Text excerpt |
===============
Explore by Glenda C. Booth

Making Apple Butter the Way Grandma Made It

Graves Mountain Lodge in Madison County, Virginia, has an apple butter festival every fall. This year it will be on October 6, 7, 13, 14, 20 and 21.

It’s Done When It Stops “Weeping”

By Glenda C. Booth

They get up in the middle of the night and stand over a 40-gallon copper kettle of slurpy, orangey, gurgling pulp for 12 hours and stir and stir and stir some more. It’s one of Virginia’s very exclusive “clubs,” mostly men, who hover around a burbling mush and stir apple butter in the making. When Virginia’s fall apples come in, old-timey apple butter production begins. Some church groups make apple butter to raise funds, while also helping sustain a centuries-old tradition. The camaraderie, interaction and sense of accomplishment are what Vern Eppley of Lorton’s historic Pohick Episcopal Church, calls the “Spirit of Apple Butter,” where apple butter making has been the centerpiece of the church’s fall country fair since the 1940s.

Thirty-five miles south of Charlottesville, at Nelson County’s Saunders Brothers Orchard, every fall, Jim Saunders and friends start the cooking ritual at 11 p.m., stoke oak fires overnight and stir and stir and stir some more, watching their slurpy elixir thicken and darken in 35- and 50-gallon kettles as wisps of smoke rise.
===============
(Records from a data source)

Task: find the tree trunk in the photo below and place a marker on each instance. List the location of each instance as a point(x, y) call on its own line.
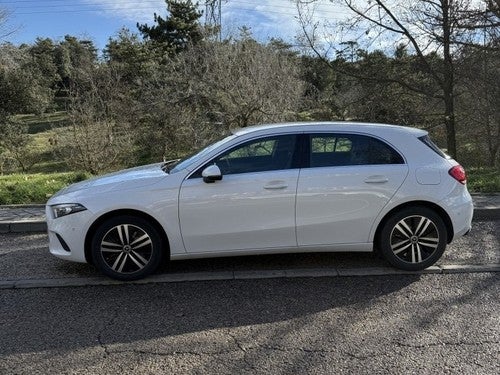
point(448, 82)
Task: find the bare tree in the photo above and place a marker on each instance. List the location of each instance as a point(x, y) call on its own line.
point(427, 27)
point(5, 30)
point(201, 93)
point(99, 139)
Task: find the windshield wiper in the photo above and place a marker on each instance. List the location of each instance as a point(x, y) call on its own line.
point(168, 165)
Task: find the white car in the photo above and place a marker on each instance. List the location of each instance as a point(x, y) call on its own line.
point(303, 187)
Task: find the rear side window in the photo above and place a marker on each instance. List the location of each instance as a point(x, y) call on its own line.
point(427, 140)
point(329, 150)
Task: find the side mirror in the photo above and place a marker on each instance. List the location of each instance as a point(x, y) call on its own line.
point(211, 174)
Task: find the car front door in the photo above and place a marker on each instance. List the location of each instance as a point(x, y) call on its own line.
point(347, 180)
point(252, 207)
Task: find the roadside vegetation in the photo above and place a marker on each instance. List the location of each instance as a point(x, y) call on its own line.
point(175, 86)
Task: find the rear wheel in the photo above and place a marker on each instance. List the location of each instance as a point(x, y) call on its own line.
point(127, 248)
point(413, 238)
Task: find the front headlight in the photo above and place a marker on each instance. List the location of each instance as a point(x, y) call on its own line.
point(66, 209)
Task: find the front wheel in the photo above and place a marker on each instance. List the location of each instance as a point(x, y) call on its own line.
===============
Instruction 1 | From the apple butter article, reproduce word for word the passage that opens with the words "They get up" and ends after the words "since the 1940s.".
Instruction 2 | Quote from the records the lines beginning at the one containing "Task: find the car" and stopping after the one containing "point(175, 86)", including both of those lines.

Full solution 1 |
They get up in the middle of the night and stand over a 40-gallon copper kettle of slurpy, orangey, gurgling pulp for 12 hours and stir and stir and stir some more. It’s one of Virginia’s very exclusive “clubs,” mostly men, who hover around a burbling mush and stir apple butter in the making. When Virginia’s fall apples come in, old-timey apple butter production begins. Some church groups make apple butter to raise funds, while also helping sustain a centuries-old tradition. The camaraderie, interaction and sense of accomplishment are what Vern Eppley of Lorton’s historic Pohick Episcopal Church, calls the “Spirit of Apple Butter,” where apple butter making has been the centerpiece of the church’s fall country fair since the 1940s.

Full solution 2 |
Task: find the car front door in the photo above and place a marker on each instance. List the location of each instance as a point(x, y) call on its own line.
point(347, 180)
point(252, 207)
Task: find the roadside vegetation in the photo above and place a marker on each instance. List the location of each instance as a point(x, y) call on its own line.
point(175, 86)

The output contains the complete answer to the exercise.